Задача A => Продублируйте текст о Вальдемаре Пфафе целиком, сохранив каждый знак.

Фрагмент для чтения =>
+++

Главная > Личности > Вальдемар Пфаф – предшественник В. Ф. Миллера в научном осетиноведении

Вальдемар Пфаф – предшественник В. Ф. Миллера в научном осетиноведении


21 октября 2012. Разместил: 00mN1ck
Л. А Чибиров

Ученый и Человек, о котором пойдет речь ниже, – значительное явление в истории и культуре осетинского народа, личность весьма интересная, но во многих отношениях еще и не распознанная. Как это нередко бывает, его имя помимо определенных кругов нашей интеллигенции мало кому ведомо, хотя вклад, внесенный им в научное осетиноведение, весьма существенный.

Имя этого человека – Вальдемар Борисович Пфаф.

При внимательном рассмотрении трудов выдающихся русских ученых В. Ф. Миллера и М. М. Ковалевского становится ясно, что из всего предшествующего наследия, накопленного к тому времени в научном осетиноведении, эти крупные исследователи наиболее часто ссылаются на труды В. Б. Пфафа, особенно на его полевые экспедиционные изыскания. Но разве только они? В. Б. Пфаф – самый цитируемый автор; практически нет ни одной стоящей книги по истории, этнографии, юриспруденции, фольклору осетин, в которой бы не было ссылок на труды В. Б. Пфафа и притом – во множестве раз.

+++

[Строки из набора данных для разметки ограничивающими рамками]
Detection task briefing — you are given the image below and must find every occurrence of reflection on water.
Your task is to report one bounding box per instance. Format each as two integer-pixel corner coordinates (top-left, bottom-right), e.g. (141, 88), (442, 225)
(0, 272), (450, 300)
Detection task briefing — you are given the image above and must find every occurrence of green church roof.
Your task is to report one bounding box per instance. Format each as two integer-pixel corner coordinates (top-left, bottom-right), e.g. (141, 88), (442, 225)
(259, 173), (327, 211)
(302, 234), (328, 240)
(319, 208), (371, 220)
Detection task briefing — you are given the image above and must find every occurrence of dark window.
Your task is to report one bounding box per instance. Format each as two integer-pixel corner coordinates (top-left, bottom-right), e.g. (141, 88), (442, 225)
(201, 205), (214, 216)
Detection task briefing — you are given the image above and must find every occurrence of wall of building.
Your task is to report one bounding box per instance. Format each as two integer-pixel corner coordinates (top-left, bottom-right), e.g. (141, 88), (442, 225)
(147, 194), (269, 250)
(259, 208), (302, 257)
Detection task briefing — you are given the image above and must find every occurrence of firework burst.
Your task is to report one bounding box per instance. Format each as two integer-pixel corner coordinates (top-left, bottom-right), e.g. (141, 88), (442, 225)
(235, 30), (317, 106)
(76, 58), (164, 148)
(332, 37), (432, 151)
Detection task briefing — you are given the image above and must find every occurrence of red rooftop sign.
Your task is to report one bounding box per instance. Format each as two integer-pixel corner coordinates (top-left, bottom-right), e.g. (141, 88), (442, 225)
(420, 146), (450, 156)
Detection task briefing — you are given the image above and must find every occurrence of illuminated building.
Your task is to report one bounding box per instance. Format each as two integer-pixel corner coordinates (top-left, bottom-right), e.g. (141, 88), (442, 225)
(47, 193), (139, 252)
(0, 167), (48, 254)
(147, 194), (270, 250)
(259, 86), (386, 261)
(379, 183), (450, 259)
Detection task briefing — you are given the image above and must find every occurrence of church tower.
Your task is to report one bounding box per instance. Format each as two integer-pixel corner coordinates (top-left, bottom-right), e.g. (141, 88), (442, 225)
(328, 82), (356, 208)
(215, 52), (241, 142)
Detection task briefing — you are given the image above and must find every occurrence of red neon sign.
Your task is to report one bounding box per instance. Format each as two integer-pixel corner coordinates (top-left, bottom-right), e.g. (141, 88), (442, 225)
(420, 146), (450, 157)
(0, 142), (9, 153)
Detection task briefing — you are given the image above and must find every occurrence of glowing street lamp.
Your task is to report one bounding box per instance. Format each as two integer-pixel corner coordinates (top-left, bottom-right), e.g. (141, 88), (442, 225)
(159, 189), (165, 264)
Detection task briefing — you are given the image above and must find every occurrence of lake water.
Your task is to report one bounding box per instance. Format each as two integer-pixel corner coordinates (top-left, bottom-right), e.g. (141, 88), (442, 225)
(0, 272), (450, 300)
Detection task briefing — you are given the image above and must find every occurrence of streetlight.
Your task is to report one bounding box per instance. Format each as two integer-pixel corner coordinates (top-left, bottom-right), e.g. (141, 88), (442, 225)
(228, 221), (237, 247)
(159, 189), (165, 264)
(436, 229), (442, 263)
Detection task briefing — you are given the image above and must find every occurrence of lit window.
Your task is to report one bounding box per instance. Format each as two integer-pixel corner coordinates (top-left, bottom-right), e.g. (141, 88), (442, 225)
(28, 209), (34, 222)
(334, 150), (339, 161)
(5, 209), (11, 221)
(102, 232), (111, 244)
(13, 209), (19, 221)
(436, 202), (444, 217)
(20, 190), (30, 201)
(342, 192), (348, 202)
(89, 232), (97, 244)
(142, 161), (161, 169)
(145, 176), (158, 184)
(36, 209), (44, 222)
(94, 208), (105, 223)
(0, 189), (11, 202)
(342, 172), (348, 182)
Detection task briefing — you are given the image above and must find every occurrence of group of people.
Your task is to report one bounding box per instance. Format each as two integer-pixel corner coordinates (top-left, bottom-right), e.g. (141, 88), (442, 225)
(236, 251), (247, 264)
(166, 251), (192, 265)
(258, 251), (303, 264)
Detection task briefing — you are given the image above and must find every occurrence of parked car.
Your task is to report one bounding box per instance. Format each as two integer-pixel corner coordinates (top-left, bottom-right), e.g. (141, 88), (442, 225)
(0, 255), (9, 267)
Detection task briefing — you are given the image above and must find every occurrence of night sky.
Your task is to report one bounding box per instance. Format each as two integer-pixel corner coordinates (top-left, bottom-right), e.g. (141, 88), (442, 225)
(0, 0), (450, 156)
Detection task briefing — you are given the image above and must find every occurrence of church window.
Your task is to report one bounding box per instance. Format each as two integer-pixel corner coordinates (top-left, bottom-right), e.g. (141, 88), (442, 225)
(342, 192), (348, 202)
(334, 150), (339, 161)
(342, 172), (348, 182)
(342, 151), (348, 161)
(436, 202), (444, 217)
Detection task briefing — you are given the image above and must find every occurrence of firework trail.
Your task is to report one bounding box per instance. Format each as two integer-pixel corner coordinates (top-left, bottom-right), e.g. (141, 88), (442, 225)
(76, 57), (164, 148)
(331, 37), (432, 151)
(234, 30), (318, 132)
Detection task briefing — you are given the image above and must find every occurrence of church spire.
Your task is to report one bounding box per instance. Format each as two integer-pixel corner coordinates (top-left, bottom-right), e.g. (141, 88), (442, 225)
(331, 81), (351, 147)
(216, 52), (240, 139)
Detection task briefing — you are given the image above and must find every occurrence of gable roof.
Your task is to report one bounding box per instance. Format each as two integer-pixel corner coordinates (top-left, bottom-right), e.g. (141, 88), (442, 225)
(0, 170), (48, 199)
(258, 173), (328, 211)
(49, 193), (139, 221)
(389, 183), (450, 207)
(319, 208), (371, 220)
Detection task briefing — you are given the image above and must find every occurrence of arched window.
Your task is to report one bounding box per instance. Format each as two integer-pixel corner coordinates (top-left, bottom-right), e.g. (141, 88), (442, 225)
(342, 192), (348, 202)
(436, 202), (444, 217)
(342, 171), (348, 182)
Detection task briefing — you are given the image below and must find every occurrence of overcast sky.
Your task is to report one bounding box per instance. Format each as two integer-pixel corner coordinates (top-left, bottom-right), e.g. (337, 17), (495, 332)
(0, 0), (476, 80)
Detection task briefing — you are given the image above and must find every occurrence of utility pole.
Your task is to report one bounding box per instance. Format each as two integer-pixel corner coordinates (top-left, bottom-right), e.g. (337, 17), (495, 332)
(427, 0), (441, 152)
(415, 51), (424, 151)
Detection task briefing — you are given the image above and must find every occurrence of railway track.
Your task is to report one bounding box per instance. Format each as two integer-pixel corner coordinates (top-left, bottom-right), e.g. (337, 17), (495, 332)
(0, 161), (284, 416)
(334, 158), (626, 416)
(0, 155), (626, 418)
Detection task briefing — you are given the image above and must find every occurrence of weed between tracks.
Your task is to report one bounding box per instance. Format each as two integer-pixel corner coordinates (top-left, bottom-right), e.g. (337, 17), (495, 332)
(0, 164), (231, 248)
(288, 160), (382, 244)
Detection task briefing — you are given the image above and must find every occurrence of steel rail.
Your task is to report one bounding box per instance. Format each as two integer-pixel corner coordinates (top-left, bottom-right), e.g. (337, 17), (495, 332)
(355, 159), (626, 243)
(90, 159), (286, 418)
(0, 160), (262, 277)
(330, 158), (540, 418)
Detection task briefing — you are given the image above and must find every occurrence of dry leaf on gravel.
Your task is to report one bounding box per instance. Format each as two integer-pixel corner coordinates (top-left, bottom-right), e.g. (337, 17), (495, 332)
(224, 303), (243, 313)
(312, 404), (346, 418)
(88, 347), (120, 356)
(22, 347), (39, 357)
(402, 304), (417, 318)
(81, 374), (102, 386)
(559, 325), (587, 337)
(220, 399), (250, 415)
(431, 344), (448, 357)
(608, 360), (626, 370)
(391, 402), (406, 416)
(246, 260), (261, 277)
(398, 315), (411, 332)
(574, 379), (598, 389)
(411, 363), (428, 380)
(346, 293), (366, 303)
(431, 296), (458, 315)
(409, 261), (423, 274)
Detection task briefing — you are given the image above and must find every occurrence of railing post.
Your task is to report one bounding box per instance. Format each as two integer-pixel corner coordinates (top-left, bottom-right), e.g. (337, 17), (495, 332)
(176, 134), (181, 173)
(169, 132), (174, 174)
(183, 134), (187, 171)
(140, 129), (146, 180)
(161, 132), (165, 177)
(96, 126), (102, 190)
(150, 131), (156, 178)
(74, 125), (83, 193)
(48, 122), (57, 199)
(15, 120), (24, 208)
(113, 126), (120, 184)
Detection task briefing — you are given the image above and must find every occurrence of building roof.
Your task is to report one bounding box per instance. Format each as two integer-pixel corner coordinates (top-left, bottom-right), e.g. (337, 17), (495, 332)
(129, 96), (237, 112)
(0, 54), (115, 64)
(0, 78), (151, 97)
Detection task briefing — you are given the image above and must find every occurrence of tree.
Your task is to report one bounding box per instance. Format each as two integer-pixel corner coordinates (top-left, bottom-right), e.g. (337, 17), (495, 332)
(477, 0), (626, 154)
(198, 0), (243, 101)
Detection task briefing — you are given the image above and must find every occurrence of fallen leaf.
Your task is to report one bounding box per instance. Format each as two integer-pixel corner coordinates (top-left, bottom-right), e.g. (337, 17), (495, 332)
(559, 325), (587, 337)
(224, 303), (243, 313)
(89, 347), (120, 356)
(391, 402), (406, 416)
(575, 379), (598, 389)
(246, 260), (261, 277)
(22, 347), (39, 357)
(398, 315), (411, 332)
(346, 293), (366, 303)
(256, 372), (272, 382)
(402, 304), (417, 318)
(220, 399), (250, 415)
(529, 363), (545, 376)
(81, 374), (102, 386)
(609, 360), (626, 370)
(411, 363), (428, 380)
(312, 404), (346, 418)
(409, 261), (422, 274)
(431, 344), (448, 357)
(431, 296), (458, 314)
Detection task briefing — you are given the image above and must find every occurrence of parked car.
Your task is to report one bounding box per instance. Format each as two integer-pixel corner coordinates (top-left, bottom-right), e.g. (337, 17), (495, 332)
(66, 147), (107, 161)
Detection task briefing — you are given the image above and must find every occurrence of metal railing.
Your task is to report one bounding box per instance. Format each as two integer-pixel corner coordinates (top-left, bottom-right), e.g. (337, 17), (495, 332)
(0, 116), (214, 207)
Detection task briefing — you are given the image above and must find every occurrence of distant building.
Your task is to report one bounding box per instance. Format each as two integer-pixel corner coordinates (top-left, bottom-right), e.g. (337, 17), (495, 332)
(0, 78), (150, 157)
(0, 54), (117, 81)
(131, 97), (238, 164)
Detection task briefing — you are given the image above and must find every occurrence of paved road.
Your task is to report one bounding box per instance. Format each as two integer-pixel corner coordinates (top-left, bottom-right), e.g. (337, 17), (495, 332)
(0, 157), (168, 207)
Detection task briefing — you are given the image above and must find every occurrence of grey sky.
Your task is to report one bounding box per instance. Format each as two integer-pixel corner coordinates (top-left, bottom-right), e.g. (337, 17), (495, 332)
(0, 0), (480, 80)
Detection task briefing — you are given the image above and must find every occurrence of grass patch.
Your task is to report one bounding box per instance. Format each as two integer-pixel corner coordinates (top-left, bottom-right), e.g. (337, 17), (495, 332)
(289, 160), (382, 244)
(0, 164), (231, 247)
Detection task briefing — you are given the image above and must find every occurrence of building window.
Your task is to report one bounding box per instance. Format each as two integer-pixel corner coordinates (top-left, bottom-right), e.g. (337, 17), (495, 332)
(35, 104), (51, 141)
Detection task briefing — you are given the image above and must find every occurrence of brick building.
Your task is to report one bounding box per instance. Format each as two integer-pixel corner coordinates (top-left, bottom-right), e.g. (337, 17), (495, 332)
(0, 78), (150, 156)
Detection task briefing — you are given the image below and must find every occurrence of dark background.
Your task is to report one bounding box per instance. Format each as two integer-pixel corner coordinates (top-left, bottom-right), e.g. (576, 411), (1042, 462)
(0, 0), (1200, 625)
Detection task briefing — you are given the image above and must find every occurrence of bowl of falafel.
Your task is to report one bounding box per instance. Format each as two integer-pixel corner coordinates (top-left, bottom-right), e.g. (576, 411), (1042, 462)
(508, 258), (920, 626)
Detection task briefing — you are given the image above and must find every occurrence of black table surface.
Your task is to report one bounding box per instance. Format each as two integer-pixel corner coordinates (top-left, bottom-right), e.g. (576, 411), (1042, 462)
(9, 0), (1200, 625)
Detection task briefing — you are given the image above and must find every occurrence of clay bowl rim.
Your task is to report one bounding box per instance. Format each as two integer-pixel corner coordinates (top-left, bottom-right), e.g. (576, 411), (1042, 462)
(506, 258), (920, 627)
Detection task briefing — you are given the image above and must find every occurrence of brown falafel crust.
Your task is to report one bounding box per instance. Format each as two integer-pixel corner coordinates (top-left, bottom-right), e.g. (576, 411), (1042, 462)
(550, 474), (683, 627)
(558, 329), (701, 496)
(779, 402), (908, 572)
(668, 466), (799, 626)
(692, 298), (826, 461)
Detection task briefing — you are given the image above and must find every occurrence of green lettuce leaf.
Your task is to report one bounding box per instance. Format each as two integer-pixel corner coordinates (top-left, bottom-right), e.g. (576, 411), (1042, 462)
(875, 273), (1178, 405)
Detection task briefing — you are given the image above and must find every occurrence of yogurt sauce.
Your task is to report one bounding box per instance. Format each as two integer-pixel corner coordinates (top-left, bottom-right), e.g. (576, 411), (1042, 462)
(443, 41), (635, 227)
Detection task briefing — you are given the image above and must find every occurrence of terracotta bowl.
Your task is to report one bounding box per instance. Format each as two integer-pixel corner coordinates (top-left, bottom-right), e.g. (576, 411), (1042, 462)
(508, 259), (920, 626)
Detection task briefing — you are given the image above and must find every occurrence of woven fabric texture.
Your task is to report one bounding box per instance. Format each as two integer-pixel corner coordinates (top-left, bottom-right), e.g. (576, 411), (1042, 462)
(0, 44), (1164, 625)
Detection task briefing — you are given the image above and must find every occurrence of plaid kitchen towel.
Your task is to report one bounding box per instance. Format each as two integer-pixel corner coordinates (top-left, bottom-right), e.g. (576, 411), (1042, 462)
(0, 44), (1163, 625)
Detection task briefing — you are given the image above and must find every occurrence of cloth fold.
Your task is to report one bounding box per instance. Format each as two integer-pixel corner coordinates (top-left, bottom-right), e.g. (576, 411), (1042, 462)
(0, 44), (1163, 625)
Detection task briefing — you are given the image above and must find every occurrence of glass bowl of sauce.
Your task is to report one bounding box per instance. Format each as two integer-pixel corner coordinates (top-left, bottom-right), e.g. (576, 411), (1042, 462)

+++

Задача B => Масштабируйте часть записей, которая открывается их первой строкой и закрывается строкой, содержащей "(420, 146), (450, 156)" (обе границы включительно). Перепишите все эти строки подряд. В строках с ответами умножьте каждую координату рамок на 1,75 и округлите до целого, половины вверх. Остальные строки, включая образцы формата, оставьте без изменений и выведите только этот фрагмент.

Результат A =>
Главная > Личности > Вальдемар Пфаф – предшественник В. Ф. Миллера в научном осетиноведении

Вальдемар Пфаф – предшественник В. Ф. Миллера в научном осетиноведении


21 октября 2012. Разместил: 00mN1ck
Л. А Чибиров

Ученый и Человек, о котором пойдет речь ниже, – значительное явление в истории и культуре осетинского народа, личность весьма интересная, но во многих отношениях еще и не распознанная. Как это нередко бывает, его имя помимо определенных кругов нашей интеллигенции мало кому ведомо, хотя вклад, внесенный им в научное осетиноведение, весьма существенный.

Имя этого человека – Вальдемар Борисович Пфаф.

При внимательном рассмотрении трудов выдающихся русских ученых В. Ф. Миллера и М. М. Ковалевского становится ясно, что из всего предшествующего наследия, накопленного к тому времени в научном осетиноведении, эти крупные исследователи наиболее часто ссылаются на труды В. Б. Пфафа, особенно на его полевые экспедиционные изыскания. Но разве только они? В. Б. Пфаф – самый цитируемый автор; практически нет ни одной стоящей книги по истории, этнографии, юриспруденции, фольклору осетин, в которой бы не было ссылок на труды В. Б. Пфафа и притом – во множестве раз.

Результат B =>
Detection task briefing — you are given the image below and must find every occurrence of reflection on water.
Your task is to report one bounding box per instance. Format each as two integer-pixel corner coordinates (top-left, bottom-right), e.g. (141, 88), (442, 225)
(0, 476), (788, 525)
Detection task briefing — you are given the image above and must find every occurrence of green church roof.
Your task is to report one bounding box per instance. Format each as two integer-pixel corner coordinates (top-left, bottom-right), e.g. (141, 88), (442, 225)
(453, 303), (572, 369)
(529, 410), (574, 420)
(558, 364), (649, 385)
Detection task briefing — you are given the image above and must find every occurrence of dark window.
Your task is to report one bounding box per instance. Format each as two integer-pixel corner coordinates (top-left, bottom-right), e.g. (141, 88), (442, 225)
(352, 359), (375, 378)
Detection task briefing — you are given the image above and must find every occurrence of wall of building.
Your task is to report one bounding box per instance. Format each as two integer-pixel corner coordinates (top-left, bottom-right), e.g. (141, 88), (442, 225)
(257, 340), (471, 438)
(453, 364), (529, 450)
Detection task briefing — you are given the image above and must find every occurrence of firework burst.
Your task is to report one bounding box per instance. Format each as two integer-pixel corner coordinates (top-left, bottom-right), e.g. (141, 88), (442, 225)
(411, 53), (555, 186)
(133, 102), (287, 259)
(581, 65), (756, 264)
Detection task briefing — you are given the image above and must find every occurrence of red rooftop sign.
Your task is to report one bounding box per instance. Format each as two integer-pixel corner coordinates (top-left, bottom-right), e.g. (141, 88), (442, 225)
(735, 256), (788, 273)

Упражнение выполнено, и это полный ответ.